● **TEXT SECTION**

# Suggestions?



## bostaurus (Feb 17, 2014)

I have a pontiled vet bottle I need cleaned.  Any one have suggestions on folks that do a good job?I think we had a list of folks on the old site, along with the comments...good and bad.


----------



## andy volkerts (Feb 18, 2014)

The only person that I would recommend is Lou Lambert, his site www.oldwestglass you can contact him there about price and mailing......Andy


----------



## bostaurus (Feb 23, 2014)

Thank you Andy.  I saw that Jeff Noordsy had a bottle for sale that was cleaned by him.  Two recommendations...good enough for me.


----------



## andy volkerts (Feb 23, 2014)

Also Jeff Wichmann at American Bottle Auctions has Lou do all his cleaning when needed, Hes the best............Andy


----------



## lblackvelvet (Feb 23, 2014)

Hello Andy,     I know there are different prices for every bottle, But what is the average price to have a bottle tumbled by one of the pro's that you have mentioned ?  Thanks,  Kevin.....


----------



## LC (Feb 23, 2014)

● **RAW RECORDS**

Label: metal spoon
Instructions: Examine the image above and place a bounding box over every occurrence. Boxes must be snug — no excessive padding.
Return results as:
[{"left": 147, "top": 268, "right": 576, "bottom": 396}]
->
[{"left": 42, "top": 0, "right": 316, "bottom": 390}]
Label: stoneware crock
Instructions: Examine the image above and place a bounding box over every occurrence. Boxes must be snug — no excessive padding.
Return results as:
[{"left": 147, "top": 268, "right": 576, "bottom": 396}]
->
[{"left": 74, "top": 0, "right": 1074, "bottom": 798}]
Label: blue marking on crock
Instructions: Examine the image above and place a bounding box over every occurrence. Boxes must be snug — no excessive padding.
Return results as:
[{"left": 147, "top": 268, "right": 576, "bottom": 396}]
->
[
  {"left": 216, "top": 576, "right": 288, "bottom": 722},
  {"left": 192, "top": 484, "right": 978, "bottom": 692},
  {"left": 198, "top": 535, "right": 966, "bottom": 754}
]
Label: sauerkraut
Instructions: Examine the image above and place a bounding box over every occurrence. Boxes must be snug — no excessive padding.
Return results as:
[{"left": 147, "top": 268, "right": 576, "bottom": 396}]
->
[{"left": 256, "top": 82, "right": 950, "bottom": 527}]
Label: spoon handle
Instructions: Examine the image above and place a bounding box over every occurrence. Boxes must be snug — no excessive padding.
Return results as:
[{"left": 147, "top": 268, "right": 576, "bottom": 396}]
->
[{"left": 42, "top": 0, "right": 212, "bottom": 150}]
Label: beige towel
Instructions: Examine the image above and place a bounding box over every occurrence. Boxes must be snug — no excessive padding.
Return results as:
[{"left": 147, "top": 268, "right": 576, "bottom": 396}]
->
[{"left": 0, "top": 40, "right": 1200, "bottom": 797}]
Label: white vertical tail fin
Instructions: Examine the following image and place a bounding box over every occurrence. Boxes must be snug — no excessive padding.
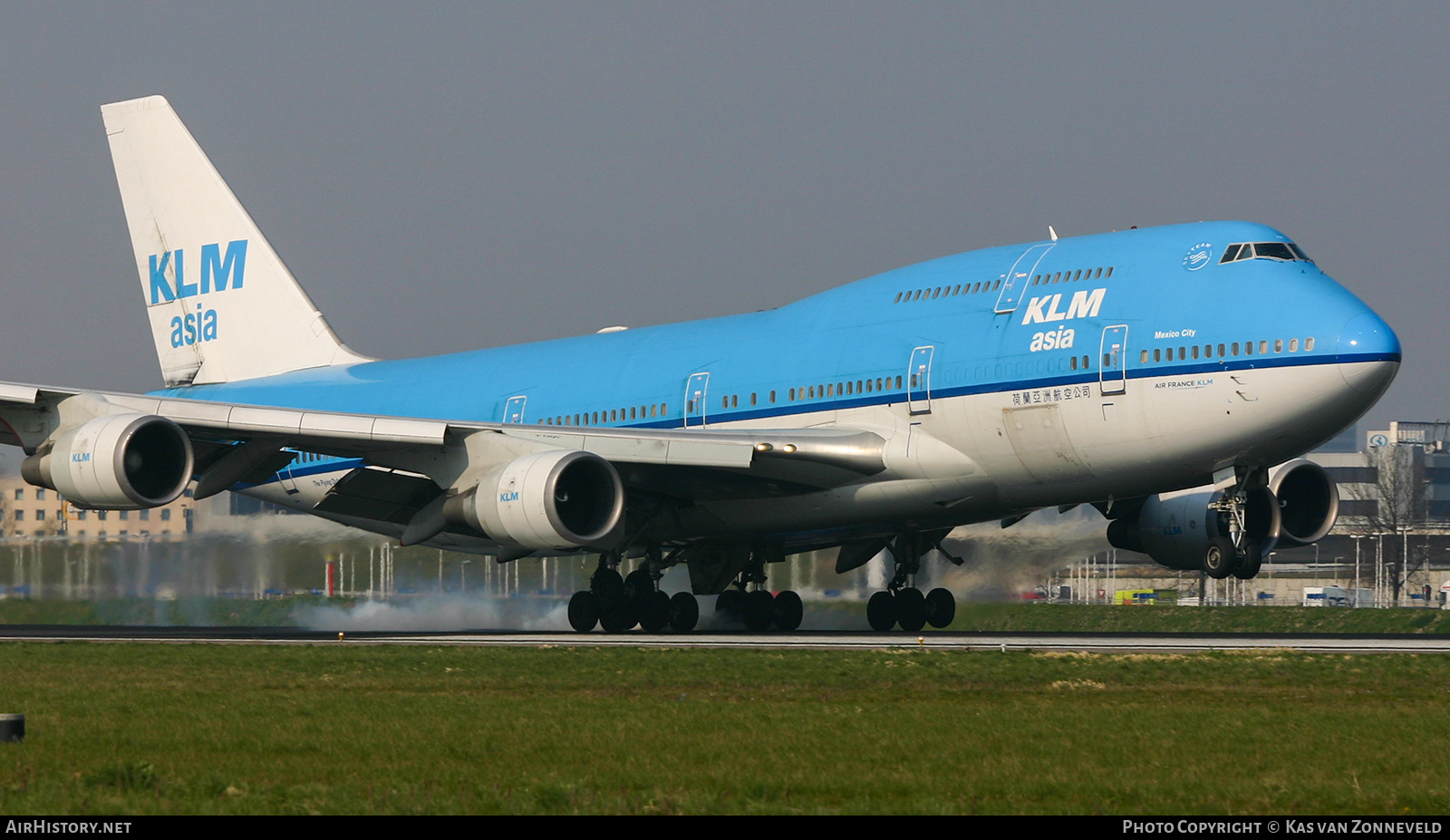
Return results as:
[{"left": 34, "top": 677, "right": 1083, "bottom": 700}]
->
[{"left": 100, "top": 96, "right": 368, "bottom": 386}]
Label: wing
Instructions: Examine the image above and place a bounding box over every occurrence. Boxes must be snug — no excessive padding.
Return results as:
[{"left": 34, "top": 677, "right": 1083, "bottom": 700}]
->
[{"left": 0, "top": 383, "right": 886, "bottom": 541}]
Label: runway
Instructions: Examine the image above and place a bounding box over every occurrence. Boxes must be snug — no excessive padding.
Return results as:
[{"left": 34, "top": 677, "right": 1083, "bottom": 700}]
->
[{"left": 0, "top": 623, "right": 1450, "bottom": 654}]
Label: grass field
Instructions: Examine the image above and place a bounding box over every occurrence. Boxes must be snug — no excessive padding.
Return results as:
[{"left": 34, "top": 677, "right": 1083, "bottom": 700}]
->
[{"left": 0, "top": 642, "right": 1450, "bottom": 816}]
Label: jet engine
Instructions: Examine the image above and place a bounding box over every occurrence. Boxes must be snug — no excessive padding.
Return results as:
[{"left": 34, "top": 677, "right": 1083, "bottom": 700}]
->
[
  {"left": 20, "top": 413, "right": 193, "bottom": 511},
  {"left": 1107, "top": 460, "right": 1339, "bottom": 576},
  {"left": 444, "top": 449, "right": 625, "bottom": 548},
  {"left": 1264, "top": 459, "right": 1339, "bottom": 551}
]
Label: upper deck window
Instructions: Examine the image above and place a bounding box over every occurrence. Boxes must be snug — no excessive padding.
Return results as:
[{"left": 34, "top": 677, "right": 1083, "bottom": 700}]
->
[{"left": 1218, "top": 242, "right": 1312, "bottom": 263}]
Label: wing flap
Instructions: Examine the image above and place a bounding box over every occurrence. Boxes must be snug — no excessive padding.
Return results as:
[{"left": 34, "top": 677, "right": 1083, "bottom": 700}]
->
[{"left": 316, "top": 468, "right": 442, "bottom": 526}]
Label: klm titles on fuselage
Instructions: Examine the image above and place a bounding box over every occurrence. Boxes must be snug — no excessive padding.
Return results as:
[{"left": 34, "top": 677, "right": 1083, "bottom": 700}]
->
[
  {"left": 150, "top": 239, "right": 246, "bottom": 347},
  {"left": 1022, "top": 289, "right": 1107, "bottom": 352}
]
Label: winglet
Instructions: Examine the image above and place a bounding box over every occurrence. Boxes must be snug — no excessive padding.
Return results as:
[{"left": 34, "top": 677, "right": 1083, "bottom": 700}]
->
[{"left": 100, "top": 96, "right": 370, "bottom": 386}]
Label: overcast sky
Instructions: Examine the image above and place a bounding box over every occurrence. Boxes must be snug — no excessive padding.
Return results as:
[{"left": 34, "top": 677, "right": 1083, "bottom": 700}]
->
[{"left": 0, "top": 6, "right": 1450, "bottom": 438}]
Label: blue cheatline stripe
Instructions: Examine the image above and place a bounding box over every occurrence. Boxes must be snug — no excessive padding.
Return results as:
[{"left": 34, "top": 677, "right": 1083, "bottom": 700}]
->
[{"left": 527, "top": 352, "right": 1399, "bottom": 430}]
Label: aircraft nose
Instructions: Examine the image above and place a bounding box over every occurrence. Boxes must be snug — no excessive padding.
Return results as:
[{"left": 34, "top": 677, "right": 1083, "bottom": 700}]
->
[{"left": 1339, "top": 312, "right": 1399, "bottom": 398}]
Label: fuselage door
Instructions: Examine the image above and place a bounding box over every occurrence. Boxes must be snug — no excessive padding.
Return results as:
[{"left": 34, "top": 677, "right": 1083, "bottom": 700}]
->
[
  {"left": 996, "top": 242, "right": 1053, "bottom": 314},
  {"left": 1097, "top": 323, "right": 1128, "bottom": 393},
  {"left": 906, "top": 345, "right": 935, "bottom": 413},
  {"left": 684, "top": 372, "right": 710, "bottom": 428}
]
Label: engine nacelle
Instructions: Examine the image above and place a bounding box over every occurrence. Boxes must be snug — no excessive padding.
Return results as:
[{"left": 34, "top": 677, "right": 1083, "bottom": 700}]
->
[
  {"left": 20, "top": 413, "right": 194, "bottom": 511},
  {"left": 1107, "top": 488, "right": 1281, "bottom": 572},
  {"left": 444, "top": 449, "right": 625, "bottom": 548},
  {"left": 1107, "top": 459, "right": 1339, "bottom": 572}
]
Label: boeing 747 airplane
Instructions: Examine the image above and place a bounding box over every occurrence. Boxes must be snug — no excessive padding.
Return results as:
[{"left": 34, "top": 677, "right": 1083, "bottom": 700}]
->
[{"left": 0, "top": 96, "right": 1401, "bottom": 631}]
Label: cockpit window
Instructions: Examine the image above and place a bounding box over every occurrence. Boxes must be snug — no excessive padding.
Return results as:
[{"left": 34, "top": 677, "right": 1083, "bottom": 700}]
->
[{"left": 1220, "top": 242, "right": 1312, "bottom": 263}]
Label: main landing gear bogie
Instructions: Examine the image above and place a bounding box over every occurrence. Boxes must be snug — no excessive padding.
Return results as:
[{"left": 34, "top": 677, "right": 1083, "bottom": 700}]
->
[
  {"left": 568, "top": 555, "right": 701, "bottom": 632},
  {"left": 715, "top": 587, "right": 805, "bottom": 632},
  {"left": 865, "top": 531, "right": 962, "bottom": 632},
  {"left": 865, "top": 586, "right": 957, "bottom": 632}
]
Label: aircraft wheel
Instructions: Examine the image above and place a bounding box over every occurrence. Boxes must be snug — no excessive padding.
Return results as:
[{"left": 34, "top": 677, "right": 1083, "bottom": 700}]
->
[
  {"left": 589, "top": 569, "right": 625, "bottom": 605},
  {"left": 568, "top": 589, "right": 599, "bottom": 632},
  {"left": 926, "top": 586, "right": 957, "bottom": 630},
  {"left": 771, "top": 589, "right": 807, "bottom": 632},
  {"left": 865, "top": 592, "right": 896, "bottom": 632},
  {"left": 640, "top": 592, "right": 670, "bottom": 632},
  {"left": 670, "top": 592, "right": 701, "bottom": 632},
  {"left": 1234, "top": 538, "right": 1264, "bottom": 580},
  {"left": 744, "top": 589, "right": 776, "bottom": 632},
  {"left": 896, "top": 589, "right": 926, "bottom": 632},
  {"left": 1204, "top": 536, "right": 1235, "bottom": 580}
]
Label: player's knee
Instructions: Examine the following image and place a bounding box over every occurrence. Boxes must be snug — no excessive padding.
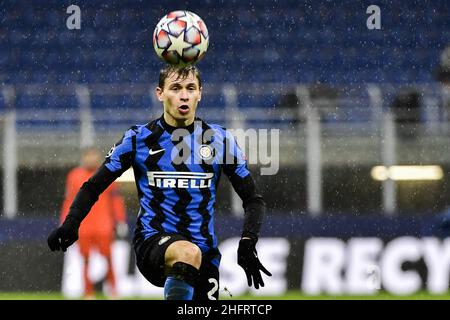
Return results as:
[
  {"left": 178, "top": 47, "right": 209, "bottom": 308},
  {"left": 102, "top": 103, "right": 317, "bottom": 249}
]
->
[
  {"left": 167, "top": 262, "right": 199, "bottom": 287},
  {"left": 166, "top": 241, "right": 202, "bottom": 269}
]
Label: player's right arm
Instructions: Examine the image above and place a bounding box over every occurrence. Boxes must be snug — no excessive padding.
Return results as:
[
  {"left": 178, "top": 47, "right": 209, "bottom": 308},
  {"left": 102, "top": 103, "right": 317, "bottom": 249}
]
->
[{"left": 47, "top": 127, "right": 136, "bottom": 251}]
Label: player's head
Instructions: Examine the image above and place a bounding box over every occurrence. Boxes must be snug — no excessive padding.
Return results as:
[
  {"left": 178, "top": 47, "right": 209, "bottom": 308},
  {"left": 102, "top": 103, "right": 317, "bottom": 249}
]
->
[
  {"left": 81, "top": 147, "right": 101, "bottom": 171},
  {"left": 156, "top": 66, "right": 202, "bottom": 126}
]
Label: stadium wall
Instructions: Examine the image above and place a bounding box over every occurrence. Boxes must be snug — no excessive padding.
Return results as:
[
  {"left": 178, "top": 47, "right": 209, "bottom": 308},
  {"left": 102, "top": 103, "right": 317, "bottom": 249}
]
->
[{"left": 0, "top": 215, "right": 450, "bottom": 298}]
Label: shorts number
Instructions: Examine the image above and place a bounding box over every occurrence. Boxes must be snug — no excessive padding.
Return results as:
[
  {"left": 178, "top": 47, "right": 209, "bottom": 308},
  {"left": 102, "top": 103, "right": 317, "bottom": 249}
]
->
[{"left": 208, "top": 278, "right": 219, "bottom": 300}]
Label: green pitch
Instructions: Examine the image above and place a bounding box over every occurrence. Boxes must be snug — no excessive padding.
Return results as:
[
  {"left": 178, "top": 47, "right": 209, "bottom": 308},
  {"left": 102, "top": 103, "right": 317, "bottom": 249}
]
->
[{"left": 0, "top": 291, "right": 450, "bottom": 300}]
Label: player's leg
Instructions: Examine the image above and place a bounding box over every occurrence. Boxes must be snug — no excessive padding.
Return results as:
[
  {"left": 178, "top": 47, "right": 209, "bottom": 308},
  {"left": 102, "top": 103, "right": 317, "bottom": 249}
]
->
[
  {"left": 98, "top": 235, "right": 117, "bottom": 298},
  {"left": 164, "top": 240, "right": 202, "bottom": 300},
  {"left": 193, "top": 256, "right": 220, "bottom": 301},
  {"left": 78, "top": 237, "right": 94, "bottom": 299}
]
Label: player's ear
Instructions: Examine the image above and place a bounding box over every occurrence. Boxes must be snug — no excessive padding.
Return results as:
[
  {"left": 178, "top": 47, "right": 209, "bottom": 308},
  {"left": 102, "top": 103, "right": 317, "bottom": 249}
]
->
[{"left": 155, "top": 87, "right": 163, "bottom": 101}]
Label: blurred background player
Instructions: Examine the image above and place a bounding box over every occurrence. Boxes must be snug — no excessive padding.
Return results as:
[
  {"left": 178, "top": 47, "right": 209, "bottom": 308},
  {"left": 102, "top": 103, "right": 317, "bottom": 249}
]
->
[{"left": 60, "top": 148, "right": 128, "bottom": 299}]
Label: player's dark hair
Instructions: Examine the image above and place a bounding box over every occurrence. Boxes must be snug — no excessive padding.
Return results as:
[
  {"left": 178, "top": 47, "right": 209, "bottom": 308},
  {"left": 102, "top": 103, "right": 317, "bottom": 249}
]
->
[{"left": 158, "top": 65, "right": 202, "bottom": 88}]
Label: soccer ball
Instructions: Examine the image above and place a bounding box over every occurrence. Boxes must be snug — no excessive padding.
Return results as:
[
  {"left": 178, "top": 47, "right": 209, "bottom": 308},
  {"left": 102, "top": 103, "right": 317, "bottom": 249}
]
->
[{"left": 153, "top": 11, "right": 209, "bottom": 66}]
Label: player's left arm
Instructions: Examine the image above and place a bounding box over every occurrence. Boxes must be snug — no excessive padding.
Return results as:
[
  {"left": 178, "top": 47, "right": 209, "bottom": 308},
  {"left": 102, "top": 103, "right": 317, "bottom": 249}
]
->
[
  {"left": 109, "top": 182, "right": 128, "bottom": 239},
  {"left": 223, "top": 132, "right": 272, "bottom": 289}
]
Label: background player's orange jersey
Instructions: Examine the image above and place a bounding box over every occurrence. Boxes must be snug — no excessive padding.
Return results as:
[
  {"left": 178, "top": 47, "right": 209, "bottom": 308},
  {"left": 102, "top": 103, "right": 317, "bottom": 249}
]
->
[{"left": 60, "top": 167, "right": 126, "bottom": 237}]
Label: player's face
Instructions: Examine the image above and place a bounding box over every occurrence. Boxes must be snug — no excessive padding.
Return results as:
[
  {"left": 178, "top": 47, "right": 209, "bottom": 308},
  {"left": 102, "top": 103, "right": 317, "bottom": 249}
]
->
[{"left": 156, "top": 73, "right": 202, "bottom": 127}]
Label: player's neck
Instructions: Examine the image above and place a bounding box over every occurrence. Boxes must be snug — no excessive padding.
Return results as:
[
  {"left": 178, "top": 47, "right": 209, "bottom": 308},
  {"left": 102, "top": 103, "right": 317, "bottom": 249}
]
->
[{"left": 164, "top": 113, "right": 194, "bottom": 128}]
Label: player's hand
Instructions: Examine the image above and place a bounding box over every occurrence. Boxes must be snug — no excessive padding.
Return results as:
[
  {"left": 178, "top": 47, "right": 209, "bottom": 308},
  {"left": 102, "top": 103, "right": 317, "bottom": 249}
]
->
[
  {"left": 238, "top": 238, "right": 272, "bottom": 289},
  {"left": 47, "top": 220, "right": 78, "bottom": 252}
]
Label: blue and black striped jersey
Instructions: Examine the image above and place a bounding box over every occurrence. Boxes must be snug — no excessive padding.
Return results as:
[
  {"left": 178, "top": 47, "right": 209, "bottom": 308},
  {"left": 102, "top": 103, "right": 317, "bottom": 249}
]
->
[
  {"left": 105, "top": 117, "right": 255, "bottom": 253},
  {"left": 66, "top": 117, "right": 265, "bottom": 264}
]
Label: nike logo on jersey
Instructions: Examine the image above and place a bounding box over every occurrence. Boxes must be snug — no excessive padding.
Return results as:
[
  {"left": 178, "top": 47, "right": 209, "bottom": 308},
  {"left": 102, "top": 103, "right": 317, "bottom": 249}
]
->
[{"left": 148, "top": 149, "right": 165, "bottom": 156}]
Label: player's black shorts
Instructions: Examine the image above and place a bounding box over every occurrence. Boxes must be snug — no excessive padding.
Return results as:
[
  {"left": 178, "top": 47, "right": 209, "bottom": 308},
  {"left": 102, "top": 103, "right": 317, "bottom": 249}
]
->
[{"left": 134, "top": 233, "right": 219, "bottom": 300}]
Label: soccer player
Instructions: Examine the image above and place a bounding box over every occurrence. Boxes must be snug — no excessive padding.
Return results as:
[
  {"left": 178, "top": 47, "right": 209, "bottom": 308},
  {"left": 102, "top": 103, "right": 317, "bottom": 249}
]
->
[
  {"left": 60, "top": 148, "right": 128, "bottom": 299},
  {"left": 48, "top": 66, "right": 271, "bottom": 300}
]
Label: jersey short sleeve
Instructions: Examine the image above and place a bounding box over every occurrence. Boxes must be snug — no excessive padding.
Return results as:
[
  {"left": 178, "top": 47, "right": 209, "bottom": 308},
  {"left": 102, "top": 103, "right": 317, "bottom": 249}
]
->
[{"left": 105, "top": 127, "right": 136, "bottom": 173}]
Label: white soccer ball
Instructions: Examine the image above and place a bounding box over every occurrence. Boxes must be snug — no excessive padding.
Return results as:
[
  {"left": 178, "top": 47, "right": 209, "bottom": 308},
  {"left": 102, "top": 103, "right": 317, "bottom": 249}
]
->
[{"left": 153, "top": 10, "right": 209, "bottom": 66}]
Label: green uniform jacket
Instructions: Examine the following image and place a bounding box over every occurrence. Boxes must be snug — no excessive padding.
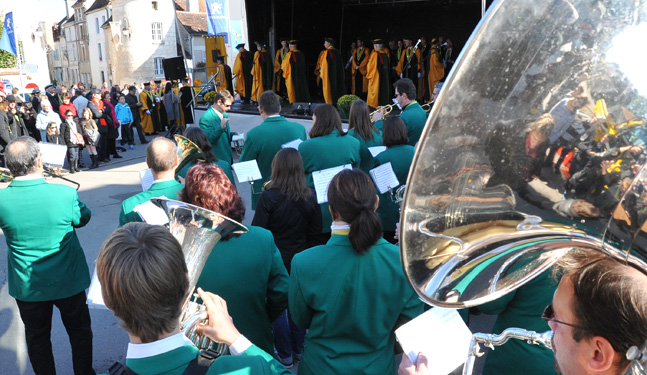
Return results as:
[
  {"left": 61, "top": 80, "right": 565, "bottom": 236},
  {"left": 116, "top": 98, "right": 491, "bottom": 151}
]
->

● **AIM**
Answer these questions about the forum thread on bottle cleaning, one per line:
1. What kind of bottle does bostaurus need cleaned?
2. At which company does Jeff Wichmann work?
3. What price does Kevin ask Andy about?

● **CORRECT RESULT**
1. A pontiled vet bottle.
2. American Bottle Auctions.
3. The average price to have a bottle tumbled by one of the pros Andy mentioned.